◆ The records
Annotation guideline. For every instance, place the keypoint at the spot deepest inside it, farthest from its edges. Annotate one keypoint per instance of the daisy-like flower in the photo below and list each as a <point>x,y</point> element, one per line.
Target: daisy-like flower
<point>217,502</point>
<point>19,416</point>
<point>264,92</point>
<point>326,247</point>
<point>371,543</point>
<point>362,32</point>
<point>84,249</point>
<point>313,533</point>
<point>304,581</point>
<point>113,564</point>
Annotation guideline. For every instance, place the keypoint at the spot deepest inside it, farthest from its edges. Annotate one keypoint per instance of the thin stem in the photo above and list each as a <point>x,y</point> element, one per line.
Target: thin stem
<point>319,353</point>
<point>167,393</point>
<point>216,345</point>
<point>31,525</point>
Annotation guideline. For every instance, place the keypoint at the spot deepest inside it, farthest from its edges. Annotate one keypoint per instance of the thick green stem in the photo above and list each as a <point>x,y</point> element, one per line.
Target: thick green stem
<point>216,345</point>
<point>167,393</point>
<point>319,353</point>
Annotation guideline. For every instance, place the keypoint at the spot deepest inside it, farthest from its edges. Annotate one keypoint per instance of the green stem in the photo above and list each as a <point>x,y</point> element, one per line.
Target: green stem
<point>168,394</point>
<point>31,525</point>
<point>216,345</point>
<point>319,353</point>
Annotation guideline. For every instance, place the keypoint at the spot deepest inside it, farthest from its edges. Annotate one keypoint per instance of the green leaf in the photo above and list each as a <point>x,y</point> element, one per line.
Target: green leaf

◆ Task goal
Rewrite all of the data above, substituting "marker" for every occurrence of "keypoint" and leaving everything else unchanged.

◆ Exercise output
Annotation guideline. For every instance, place the marker at the spot deepest inside it, farthest from its edges. Annotate one marker per instance of the daisy-like flower in the photo below and list each as a <point>x,y</point> element, one per line.
Target: daisy-like flower
<point>217,502</point>
<point>19,416</point>
<point>264,92</point>
<point>326,247</point>
<point>371,543</point>
<point>362,32</point>
<point>84,249</point>
<point>313,533</point>
<point>304,581</point>
<point>113,564</point>
Annotation guideline. For every instance, place the marker at the spot deepest inside it, farthest from its edges. Annotate one marker per instance of the thin stem in the photo above and list each as a <point>x,y</point> element, one per line.
Target: thin stem
<point>319,353</point>
<point>167,393</point>
<point>216,345</point>
<point>31,525</point>
Annotation guideline. For every instance, place the marker at the spot deepest inside it, farthest from its edges. Annotate one marker per instance of the thick green stem in the photo above and list each as a <point>x,y</point> element, one per line.
Target: thick green stem
<point>216,345</point>
<point>167,393</point>
<point>319,353</point>
Annotation guideline. For every instance, place the marker at the spot deepest inside it, farthest from its edges. Annotate one marker per instance of the green stem in the photo above and list each as a <point>x,y</point> element, one per line.
Target: green stem
<point>168,394</point>
<point>31,525</point>
<point>216,345</point>
<point>319,353</point>
Annotation guideline. For every instance, place the marker at the spot deepest inside it, farthest from its edges. Annotate one marker per instance of the green leaf in the photo above and list each as a <point>x,y</point> element, one per line.
Target: green leaf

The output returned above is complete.